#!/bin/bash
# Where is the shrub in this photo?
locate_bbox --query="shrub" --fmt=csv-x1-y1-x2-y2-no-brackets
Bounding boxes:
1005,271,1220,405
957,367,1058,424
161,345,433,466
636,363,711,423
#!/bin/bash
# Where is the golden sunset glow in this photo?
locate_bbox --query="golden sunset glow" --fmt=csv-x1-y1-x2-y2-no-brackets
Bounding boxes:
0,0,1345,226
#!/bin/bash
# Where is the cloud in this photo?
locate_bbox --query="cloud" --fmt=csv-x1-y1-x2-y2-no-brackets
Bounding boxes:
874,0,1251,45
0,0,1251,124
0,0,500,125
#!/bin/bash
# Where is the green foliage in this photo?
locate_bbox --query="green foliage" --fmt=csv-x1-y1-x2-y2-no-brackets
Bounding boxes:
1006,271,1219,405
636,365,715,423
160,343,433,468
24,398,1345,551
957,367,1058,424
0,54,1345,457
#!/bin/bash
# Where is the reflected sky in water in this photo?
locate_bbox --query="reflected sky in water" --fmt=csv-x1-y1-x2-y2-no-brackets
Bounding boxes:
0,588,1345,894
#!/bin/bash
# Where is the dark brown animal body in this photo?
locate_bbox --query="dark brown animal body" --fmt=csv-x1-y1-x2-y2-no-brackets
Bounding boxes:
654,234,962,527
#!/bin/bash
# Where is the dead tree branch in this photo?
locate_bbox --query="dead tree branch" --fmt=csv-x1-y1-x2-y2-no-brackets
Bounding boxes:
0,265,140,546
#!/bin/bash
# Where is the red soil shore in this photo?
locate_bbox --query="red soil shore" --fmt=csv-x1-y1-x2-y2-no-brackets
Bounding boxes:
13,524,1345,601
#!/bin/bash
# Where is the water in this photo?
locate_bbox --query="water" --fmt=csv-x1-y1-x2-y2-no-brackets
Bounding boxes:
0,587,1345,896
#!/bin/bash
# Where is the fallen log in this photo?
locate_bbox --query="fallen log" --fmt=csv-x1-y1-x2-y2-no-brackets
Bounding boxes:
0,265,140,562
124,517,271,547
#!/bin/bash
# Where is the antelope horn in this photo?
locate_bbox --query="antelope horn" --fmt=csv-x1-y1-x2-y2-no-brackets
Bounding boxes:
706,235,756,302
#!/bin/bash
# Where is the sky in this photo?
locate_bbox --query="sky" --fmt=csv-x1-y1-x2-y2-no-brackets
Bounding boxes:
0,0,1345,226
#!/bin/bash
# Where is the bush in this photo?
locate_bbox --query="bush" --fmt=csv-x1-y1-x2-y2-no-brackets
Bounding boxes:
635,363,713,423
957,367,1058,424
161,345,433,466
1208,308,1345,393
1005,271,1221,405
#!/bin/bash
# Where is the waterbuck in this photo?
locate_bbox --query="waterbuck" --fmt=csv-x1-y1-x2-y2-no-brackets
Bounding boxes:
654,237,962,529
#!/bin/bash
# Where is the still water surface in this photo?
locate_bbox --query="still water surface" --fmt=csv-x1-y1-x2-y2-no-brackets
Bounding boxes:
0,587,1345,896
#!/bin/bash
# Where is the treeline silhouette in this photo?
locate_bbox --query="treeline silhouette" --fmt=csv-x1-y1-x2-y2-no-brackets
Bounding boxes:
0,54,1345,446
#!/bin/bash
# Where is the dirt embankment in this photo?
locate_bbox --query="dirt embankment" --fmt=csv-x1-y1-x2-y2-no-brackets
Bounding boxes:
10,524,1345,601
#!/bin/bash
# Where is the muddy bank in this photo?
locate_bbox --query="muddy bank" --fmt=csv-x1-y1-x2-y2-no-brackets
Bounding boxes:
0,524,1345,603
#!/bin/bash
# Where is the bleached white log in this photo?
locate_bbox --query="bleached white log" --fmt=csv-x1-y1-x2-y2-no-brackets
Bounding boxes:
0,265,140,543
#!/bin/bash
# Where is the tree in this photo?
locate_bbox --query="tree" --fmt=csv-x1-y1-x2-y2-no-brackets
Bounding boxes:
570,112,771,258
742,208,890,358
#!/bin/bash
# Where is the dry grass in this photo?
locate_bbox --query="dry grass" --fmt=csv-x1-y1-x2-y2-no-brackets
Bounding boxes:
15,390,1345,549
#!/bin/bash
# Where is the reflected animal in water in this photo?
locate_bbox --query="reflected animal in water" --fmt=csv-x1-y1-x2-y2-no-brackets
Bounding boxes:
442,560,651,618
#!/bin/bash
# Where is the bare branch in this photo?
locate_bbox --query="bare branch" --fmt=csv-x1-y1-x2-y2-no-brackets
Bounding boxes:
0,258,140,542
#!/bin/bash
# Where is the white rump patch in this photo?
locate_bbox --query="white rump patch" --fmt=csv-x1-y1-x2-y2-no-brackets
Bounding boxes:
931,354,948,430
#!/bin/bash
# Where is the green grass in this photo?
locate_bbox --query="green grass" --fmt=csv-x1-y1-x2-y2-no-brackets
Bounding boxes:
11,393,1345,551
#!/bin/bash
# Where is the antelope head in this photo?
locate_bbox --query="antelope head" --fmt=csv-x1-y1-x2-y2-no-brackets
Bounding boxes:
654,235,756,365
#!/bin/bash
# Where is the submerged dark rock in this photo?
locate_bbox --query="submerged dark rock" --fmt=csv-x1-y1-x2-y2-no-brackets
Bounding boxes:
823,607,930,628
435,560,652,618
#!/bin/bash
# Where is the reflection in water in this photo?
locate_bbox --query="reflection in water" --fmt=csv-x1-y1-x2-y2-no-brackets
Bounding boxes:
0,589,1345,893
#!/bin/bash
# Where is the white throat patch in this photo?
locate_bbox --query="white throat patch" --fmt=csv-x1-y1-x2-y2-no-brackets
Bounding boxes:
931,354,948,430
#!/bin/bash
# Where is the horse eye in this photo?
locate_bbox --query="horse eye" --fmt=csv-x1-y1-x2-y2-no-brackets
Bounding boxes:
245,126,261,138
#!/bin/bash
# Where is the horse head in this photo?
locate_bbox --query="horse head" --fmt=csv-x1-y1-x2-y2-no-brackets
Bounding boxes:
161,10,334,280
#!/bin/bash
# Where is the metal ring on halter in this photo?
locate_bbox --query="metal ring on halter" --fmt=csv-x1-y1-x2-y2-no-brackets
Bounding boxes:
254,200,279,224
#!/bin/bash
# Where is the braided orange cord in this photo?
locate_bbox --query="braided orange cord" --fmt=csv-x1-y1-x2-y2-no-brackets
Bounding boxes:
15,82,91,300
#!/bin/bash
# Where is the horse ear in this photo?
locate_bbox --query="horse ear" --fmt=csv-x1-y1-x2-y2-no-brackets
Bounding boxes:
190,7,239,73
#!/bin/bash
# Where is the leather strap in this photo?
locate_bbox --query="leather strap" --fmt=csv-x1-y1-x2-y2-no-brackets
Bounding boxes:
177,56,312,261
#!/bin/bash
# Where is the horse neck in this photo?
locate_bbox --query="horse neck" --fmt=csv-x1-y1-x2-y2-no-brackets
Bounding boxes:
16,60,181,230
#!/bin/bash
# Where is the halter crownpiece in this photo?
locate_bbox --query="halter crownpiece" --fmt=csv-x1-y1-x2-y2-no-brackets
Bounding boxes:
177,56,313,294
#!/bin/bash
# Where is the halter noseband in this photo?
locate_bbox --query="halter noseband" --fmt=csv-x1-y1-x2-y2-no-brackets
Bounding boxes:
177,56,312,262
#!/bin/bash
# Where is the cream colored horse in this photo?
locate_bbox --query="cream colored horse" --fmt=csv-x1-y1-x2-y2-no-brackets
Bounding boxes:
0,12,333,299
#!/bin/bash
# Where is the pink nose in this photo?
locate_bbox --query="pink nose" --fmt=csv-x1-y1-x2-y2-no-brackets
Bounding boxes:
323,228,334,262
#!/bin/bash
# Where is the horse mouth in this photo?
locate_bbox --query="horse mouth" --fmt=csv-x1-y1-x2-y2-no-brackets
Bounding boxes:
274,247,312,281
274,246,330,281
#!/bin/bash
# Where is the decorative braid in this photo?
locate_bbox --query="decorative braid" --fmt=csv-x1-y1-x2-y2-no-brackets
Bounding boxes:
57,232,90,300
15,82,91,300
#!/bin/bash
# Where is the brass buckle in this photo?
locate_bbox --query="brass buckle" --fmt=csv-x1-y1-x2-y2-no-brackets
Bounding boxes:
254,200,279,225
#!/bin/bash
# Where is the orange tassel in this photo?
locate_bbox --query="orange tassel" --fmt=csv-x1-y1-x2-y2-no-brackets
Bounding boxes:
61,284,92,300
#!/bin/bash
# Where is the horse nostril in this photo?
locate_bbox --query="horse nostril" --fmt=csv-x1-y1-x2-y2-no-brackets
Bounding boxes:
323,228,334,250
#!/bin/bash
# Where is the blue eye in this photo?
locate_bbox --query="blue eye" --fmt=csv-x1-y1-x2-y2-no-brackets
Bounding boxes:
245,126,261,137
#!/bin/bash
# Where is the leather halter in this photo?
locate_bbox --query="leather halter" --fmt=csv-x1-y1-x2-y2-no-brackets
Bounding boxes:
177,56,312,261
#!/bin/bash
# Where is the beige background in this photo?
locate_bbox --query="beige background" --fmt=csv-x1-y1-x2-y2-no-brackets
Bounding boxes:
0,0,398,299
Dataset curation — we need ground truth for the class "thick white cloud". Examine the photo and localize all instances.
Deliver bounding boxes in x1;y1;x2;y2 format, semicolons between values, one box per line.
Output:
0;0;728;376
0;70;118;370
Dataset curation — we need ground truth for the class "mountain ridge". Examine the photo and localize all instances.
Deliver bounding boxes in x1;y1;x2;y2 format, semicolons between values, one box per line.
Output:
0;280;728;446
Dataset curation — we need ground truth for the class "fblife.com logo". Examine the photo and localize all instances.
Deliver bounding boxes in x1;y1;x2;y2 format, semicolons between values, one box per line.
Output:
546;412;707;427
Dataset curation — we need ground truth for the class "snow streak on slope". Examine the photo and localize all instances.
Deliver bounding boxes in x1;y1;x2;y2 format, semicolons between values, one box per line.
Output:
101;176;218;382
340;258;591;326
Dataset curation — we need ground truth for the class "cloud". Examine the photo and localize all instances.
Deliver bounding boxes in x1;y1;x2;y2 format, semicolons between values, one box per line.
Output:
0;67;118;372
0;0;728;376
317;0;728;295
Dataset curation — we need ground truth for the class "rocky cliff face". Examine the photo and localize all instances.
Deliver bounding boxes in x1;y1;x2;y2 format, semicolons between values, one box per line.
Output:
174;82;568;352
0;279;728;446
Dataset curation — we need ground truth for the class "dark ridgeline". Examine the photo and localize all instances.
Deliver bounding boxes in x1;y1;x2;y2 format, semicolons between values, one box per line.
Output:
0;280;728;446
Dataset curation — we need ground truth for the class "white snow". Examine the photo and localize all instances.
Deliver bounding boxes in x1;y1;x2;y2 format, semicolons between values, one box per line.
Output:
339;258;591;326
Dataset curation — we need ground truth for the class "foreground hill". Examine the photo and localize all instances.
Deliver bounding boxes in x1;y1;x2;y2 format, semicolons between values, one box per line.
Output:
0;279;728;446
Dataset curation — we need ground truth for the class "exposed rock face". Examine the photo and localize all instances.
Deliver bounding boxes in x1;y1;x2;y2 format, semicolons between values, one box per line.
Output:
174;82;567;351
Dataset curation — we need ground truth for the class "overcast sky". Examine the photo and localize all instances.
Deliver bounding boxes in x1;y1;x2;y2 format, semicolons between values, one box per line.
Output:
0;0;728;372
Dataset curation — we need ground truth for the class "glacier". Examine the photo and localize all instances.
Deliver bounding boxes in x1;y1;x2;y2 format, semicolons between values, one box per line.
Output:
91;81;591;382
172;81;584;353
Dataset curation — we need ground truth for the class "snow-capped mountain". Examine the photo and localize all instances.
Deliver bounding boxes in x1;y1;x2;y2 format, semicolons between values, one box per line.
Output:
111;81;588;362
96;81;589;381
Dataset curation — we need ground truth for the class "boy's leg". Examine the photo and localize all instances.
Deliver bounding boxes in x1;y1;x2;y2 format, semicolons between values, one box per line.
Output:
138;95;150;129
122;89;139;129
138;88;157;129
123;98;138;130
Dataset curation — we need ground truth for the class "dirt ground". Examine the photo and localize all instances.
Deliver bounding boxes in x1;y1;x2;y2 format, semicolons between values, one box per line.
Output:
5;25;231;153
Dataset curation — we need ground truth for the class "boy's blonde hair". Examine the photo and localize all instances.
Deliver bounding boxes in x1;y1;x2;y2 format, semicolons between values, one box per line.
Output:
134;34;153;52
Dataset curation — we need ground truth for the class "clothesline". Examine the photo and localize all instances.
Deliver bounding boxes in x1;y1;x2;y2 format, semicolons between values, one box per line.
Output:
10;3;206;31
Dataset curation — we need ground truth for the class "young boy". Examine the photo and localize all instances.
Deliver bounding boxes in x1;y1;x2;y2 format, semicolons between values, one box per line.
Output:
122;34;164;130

::::

(Written exercise):
Render the data from its start through the line containing "654,234,962,527", inclusive, as a two-column CSV with the header input,output. Put each text in input and the answer that follows it in output on the same row, with every field quoted and line breaks replaced by spaces.

(The output):
input,output
"#!/bin/bash # Where is the shrub in this photo? locate_bbox --query=""shrub"" --fmt=csv-x1-y1-x2-y2-no-brackets Bounding boxes:","1005,271,1220,405 957,367,1058,424 161,345,433,466 636,363,711,423"
"#!/bin/bash # Where is the golden sunset glow in this photo? locate_bbox --query=""golden sunset glow"" --fmt=csv-x1-y1-x2-y2-no-brackets Bounding boxes:","0,0,1345,226"
"#!/bin/bash # Where is the cloud in this photo? locate_bbox --query=""cloud"" --fmt=csv-x1-y1-x2-y2-no-brackets Bounding boxes:","874,0,1251,45 0,0,1251,124 0,0,500,125"
"#!/bin/bash # Where is the green foliage in this photo? locate_bbox --query=""green foliage"" --fmt=csv-x1-y1-x2-y2-no-brackets Bounding boxes:","1006,271,1219,405 636,365,715,423 160,343,433,468 24,398,1345,551 957,367,1058,424 0,54,1345,457"
"#!/bin/bash # Where is the reflected sky in water in this photo? locate_bbox --query=""reflected sky in water"" --fmt=csv-x1-y1-x2-y2-no-brackets Bounding boxes:","0,588,1345,894"
"#!/bin/bash # Where is the dark brown animal body in this photo? locate_bbox --query=""dark brown animal body"" --fmt=csv-x1-y1-x2-y2-no-brackets Bounding boxes:","654,234,962,527"